#### DIRECTIONS FOR THIS TASK:
Copy the records below word for word, everything from the very start down to the line that contains "[420, 1134]", with both ends included.

Labeled-object pointing entries
--

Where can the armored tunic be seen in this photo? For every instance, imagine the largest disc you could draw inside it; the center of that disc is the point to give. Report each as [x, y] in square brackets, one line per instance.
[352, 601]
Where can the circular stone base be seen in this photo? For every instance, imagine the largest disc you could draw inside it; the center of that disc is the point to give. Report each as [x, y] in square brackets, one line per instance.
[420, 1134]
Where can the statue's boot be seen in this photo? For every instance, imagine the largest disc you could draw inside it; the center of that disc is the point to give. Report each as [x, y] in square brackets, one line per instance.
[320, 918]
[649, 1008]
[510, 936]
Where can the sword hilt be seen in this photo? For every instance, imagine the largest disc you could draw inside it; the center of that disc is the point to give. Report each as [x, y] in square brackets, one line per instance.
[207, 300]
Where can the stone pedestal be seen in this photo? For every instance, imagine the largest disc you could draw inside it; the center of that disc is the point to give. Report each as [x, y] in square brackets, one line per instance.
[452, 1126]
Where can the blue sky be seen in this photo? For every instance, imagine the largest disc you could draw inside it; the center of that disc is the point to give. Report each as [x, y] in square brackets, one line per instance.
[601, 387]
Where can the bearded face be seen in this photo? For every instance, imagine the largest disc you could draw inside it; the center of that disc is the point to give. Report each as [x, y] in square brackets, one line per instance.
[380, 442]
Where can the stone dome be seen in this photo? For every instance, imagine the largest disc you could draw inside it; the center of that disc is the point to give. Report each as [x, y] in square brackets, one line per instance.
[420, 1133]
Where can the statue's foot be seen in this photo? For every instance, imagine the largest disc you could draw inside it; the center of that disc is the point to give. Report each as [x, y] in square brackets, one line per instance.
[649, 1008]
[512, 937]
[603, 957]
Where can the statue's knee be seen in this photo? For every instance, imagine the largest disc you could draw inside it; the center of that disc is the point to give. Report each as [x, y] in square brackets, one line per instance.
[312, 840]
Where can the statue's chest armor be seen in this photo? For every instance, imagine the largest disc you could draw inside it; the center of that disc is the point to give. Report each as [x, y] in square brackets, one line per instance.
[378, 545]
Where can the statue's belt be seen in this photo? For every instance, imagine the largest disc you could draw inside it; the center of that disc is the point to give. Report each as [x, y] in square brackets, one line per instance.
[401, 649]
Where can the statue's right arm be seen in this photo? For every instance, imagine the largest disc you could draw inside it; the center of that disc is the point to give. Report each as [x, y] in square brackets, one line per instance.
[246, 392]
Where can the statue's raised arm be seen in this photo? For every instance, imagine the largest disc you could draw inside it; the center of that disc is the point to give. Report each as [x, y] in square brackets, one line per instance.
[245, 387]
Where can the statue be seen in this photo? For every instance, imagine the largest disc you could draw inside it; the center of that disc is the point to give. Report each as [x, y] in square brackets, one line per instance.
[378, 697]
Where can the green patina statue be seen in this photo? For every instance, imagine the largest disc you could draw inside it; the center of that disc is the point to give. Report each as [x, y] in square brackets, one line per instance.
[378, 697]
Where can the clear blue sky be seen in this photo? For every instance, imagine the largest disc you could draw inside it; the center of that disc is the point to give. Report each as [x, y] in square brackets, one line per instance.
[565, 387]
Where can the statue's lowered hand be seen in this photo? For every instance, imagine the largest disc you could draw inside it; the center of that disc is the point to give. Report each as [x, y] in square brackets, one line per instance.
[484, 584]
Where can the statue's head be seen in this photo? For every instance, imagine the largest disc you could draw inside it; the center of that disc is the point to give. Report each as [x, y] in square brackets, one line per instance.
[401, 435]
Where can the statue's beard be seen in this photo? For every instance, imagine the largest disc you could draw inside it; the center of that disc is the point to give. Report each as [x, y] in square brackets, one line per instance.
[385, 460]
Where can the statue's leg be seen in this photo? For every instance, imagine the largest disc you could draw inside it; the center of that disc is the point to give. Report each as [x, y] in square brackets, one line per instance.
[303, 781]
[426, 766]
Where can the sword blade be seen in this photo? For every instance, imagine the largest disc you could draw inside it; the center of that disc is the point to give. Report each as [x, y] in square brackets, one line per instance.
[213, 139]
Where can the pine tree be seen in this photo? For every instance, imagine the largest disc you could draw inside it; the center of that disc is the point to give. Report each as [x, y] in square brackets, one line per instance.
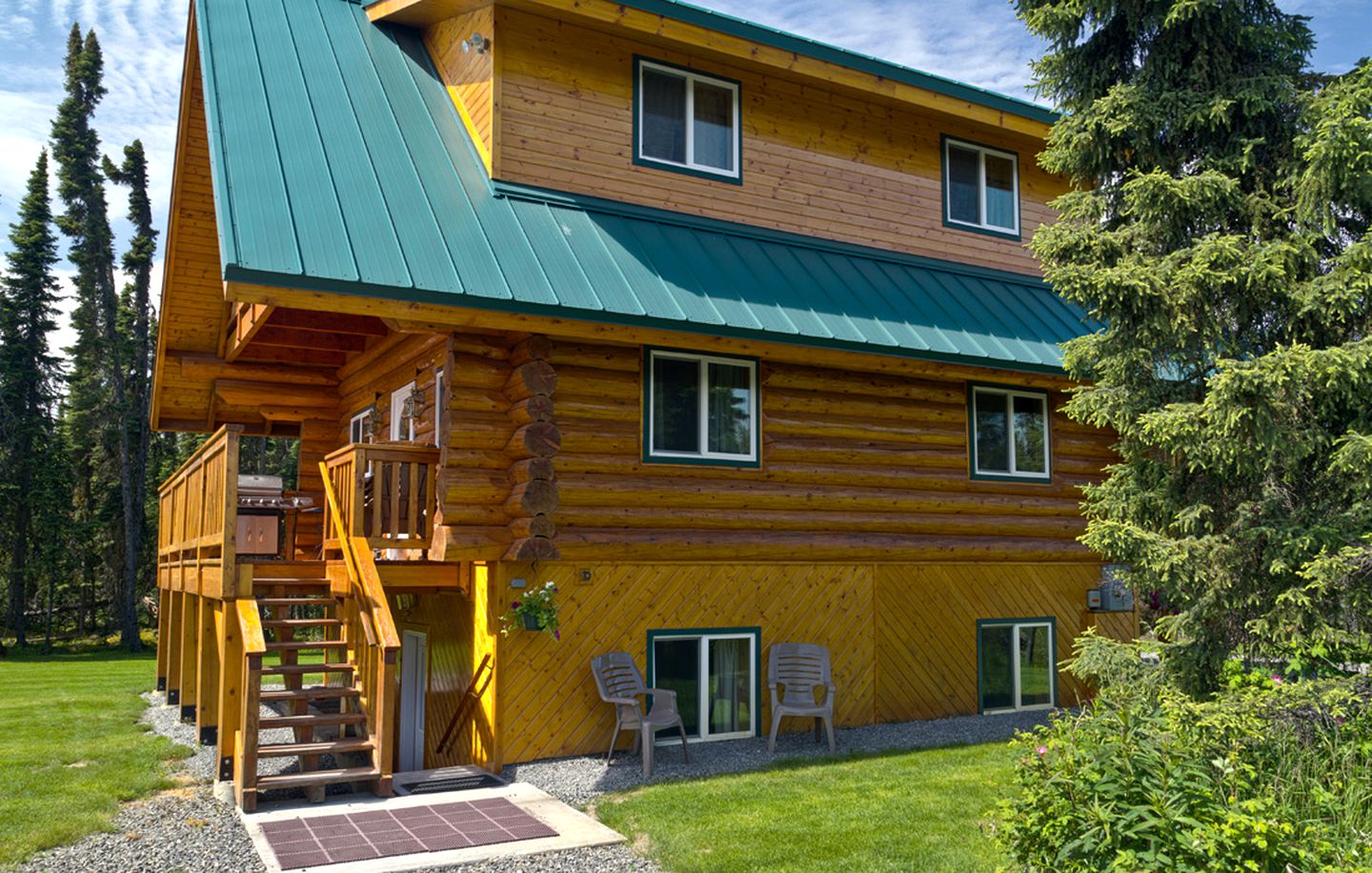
[1229, 276]
[28, 382]
[86, 221]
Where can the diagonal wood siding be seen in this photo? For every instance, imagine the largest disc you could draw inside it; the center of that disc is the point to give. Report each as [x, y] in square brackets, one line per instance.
[901, 636]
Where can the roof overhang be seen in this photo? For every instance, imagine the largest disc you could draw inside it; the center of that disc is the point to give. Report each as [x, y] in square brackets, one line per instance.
[749, 43]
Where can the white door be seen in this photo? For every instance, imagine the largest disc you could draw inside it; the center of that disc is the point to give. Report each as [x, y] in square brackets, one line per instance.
[414, 688]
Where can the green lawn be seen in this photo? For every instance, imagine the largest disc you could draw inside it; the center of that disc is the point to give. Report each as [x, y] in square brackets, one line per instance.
[71, 745]
[904, 811]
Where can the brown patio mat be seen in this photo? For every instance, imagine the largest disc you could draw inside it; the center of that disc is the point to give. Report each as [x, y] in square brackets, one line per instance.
[380, 833]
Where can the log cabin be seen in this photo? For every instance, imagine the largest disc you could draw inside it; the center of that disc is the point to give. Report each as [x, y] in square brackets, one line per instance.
[730, 335]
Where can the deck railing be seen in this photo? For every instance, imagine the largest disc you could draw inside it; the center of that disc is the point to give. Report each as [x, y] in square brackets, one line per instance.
[386, 496]
[198, 519]
[370, 633]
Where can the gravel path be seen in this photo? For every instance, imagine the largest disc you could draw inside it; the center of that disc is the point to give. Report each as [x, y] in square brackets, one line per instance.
[189, 829]
[579, 780]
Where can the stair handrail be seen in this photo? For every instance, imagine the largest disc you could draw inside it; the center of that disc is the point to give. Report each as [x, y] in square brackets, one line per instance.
[245, 744]
[373, 614]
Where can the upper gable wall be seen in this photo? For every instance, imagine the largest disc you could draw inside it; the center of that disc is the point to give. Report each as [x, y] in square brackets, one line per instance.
[816, 161]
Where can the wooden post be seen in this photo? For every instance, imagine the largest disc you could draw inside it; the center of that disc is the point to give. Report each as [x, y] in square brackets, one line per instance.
[164, 636]
[209, 672]
[174, 648]
[231, 691]
[190, 630]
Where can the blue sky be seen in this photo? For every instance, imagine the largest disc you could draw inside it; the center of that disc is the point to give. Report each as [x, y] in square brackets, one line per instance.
[978, 41]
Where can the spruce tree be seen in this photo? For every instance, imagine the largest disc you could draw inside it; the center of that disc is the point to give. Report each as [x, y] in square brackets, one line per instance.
[86, 221]
[28, 384]
[1219, 242]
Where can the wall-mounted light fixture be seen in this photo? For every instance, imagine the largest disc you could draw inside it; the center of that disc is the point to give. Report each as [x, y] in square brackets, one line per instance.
[476, 41]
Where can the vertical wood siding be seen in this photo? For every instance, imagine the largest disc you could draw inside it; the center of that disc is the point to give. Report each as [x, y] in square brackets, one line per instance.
[816, 161]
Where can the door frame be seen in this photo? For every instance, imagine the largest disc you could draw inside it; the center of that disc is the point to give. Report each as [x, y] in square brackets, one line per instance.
[417, 694]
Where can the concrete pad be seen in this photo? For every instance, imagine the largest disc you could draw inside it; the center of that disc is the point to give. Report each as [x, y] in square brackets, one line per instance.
[575, 829]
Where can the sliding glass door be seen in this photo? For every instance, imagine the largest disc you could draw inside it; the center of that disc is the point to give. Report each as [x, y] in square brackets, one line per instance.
[1016, 667]
[715, 679]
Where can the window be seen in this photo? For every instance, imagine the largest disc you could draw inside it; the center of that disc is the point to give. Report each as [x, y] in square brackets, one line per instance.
[402, 417]
[1009, 433]
[981, 189]
[686, 121]
[701, 408]
[715, 674]
[439, 398]
[1016, 666]
[360, 426]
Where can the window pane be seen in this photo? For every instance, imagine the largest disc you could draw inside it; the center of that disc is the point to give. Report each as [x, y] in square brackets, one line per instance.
[998, 681]
[714, 127]
[730, 418]
[676, 405]
[663, 115]
[963, 183]
[1035, 666]
[1000, 193]
[1031, 436]
[992, 429]
[730, 681]
[676, 667]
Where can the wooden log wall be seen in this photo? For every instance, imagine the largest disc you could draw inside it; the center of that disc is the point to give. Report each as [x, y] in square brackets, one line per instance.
[855, 465]
[901, 636]
[816, 159]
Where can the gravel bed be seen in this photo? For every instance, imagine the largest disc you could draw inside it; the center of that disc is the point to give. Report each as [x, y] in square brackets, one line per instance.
[580, 780]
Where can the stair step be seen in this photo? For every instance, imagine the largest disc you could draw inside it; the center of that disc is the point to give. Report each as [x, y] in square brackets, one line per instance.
[312, 721]
[333, 747]
[296, 601]
[302, 623]
[303, 669]
[317, 777]
[296, 645]
[318, 692]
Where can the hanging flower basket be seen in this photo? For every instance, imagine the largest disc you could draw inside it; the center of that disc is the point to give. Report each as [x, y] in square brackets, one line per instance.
[534, 611]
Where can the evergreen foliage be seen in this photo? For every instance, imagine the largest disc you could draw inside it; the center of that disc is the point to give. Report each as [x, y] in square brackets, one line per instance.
[1219, 235]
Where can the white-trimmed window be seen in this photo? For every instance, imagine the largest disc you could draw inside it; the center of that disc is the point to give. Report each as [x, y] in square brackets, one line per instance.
[439, 398]
[981, 189]
[1009, 433]
[715, 676]
[701, 408]
[686, 120]
[1016, 667]
[402, 426]
[360, 426]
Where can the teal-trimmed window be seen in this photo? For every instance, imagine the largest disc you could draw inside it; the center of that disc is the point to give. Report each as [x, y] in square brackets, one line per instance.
[981, 189]
[1016, 664]
[686, 121]
[716, 674]
[1009, 433]
[700, 408]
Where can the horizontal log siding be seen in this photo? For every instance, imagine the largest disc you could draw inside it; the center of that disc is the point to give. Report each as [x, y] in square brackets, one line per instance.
[816, 161]
[854, 467]
[901, 636]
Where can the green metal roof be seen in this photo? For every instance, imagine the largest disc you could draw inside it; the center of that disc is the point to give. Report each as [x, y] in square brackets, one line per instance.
[340, 165]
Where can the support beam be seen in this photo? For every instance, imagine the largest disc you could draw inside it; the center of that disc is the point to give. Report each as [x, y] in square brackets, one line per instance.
[208, 673]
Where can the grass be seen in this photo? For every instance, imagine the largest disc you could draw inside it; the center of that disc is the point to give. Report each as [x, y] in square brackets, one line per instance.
[900, 811]
[71, 745]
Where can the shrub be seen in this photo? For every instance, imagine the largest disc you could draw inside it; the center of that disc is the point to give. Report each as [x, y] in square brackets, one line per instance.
[1265, 776]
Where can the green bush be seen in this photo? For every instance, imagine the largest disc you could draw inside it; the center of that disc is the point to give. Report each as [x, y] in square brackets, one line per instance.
[1268, 775]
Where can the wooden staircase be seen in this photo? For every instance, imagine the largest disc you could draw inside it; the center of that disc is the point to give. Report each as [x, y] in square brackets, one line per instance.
[315, 689]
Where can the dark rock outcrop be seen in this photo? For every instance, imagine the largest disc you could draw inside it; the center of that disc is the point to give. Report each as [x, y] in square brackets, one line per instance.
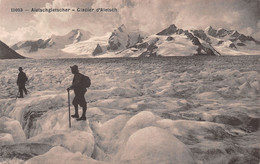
[98, 50]
[24, 151]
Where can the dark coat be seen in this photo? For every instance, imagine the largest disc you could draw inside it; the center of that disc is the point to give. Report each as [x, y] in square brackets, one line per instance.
[22, 78]
[79, 90]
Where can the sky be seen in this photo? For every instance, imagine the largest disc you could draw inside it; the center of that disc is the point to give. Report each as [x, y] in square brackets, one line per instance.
[150, 16]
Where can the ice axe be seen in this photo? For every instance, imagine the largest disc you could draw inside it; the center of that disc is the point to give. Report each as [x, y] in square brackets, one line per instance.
[69, 108]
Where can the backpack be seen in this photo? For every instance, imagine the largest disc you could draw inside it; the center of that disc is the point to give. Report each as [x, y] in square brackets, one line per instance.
[85, 81]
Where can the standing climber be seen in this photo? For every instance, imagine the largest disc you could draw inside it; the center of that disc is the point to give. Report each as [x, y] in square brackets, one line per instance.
[21, 80]
[79, 91]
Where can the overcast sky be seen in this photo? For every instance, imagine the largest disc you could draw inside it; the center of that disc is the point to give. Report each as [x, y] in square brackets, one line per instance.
[150, 16]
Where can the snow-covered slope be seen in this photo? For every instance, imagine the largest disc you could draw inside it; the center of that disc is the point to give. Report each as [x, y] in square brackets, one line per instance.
[229, 42]
[52, 45]
[172, 42]
[108, 45]
[8, 53]
[163, 110]
[123, 42]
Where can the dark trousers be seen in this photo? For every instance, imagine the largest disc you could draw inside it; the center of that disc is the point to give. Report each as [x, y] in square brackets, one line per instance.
[22, 89]
[79, 99]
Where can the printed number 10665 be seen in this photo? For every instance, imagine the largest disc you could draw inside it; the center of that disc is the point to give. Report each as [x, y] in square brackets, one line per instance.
[16, 9]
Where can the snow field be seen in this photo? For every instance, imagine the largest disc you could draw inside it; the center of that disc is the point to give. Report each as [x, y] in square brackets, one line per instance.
[138, 111]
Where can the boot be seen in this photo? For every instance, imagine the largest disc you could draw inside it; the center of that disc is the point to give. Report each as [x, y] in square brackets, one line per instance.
[76, 115]
[83, 117]
[21, 95]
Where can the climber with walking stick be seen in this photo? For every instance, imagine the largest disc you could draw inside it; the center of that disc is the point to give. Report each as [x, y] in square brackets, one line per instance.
[79, 84]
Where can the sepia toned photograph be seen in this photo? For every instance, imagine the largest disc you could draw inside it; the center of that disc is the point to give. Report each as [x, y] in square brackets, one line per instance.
[129, 81]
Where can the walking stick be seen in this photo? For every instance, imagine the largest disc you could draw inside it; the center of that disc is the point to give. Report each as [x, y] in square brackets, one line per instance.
[16, 95]
[69, 108]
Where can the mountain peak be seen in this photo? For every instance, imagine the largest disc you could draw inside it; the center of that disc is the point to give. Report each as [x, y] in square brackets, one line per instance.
[8, 53]
[122, 28]
[169, 31]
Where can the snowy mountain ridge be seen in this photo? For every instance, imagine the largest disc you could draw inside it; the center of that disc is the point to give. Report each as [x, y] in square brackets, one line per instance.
[123, 42]
[7, 53]
[55, 41]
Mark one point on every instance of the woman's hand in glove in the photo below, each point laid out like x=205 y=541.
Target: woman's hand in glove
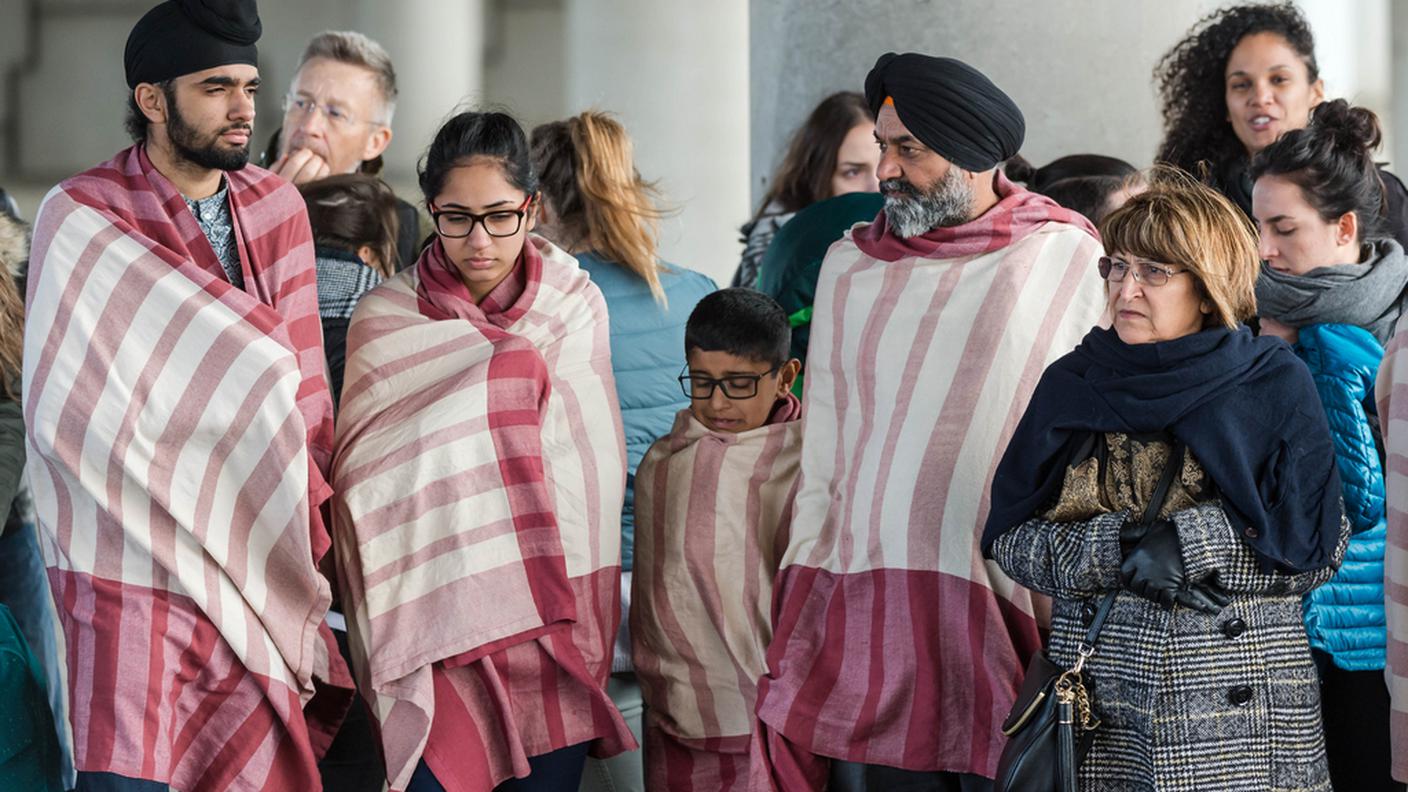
x=1153 y=570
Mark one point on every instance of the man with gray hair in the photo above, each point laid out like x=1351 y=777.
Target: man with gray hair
x=337 y=119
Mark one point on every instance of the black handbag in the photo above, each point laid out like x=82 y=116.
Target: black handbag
x=1044 y=749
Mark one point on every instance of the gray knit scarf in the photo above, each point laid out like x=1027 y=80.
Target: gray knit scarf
x=1369 y=295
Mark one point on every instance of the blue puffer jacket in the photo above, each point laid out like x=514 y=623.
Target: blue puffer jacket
x=1345 y=617
x=646 y=358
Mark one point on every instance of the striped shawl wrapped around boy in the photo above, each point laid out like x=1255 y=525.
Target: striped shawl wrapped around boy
x=894 y=641
x=479 y=477
x=178 y=431
x=711 y=516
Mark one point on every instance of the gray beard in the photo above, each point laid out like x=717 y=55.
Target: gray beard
x=913 y=213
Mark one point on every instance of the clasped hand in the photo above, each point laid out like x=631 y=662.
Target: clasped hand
x=1153 y=570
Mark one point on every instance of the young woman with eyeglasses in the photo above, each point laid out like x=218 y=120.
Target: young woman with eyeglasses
x=479 y=479
x=1332 y=285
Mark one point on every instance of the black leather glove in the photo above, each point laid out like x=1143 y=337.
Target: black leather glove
x=1205 y=595
x=1153 y=565
x=1153 y=570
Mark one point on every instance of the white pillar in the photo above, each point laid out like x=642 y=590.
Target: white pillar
x=438 y=51
x=676 y=75
x=1355 y=55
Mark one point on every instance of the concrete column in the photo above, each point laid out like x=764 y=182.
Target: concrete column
x=676 y=73
x=438 y=50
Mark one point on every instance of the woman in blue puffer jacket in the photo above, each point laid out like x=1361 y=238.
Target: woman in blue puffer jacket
x=1332 y=285
x=599 y=209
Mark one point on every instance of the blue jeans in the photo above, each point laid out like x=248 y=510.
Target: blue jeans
x=24 y=589
x=551 y=772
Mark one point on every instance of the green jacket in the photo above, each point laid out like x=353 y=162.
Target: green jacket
x=28 y=747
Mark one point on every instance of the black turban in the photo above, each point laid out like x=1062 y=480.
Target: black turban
x=949 y=107
x=180 y=37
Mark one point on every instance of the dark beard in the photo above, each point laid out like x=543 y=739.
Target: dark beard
x=204 y=151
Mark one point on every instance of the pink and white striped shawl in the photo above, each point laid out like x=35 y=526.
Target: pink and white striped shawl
x=894 y=641
x=1391 y=393
x=711 y=522
x=479 y=475
x=175 y=426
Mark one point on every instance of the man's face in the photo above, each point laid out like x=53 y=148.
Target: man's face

--

#### WRITTEN SOLUTION:
Where can the armored tunic be seen in this photo? For every instance, imagine the largest disc you could draw inside it; the center of that disc is the point to give. Report each as [x, y] in square brackets, one line per instance.
[352, 601]
Where can the circular stone base be seen in this photo? For every instance, imagine the largest disc you could draw inside it; the center of that disc is the point to give. Report each as [x, y] in square brackets, one line per instance.
[420, 1134]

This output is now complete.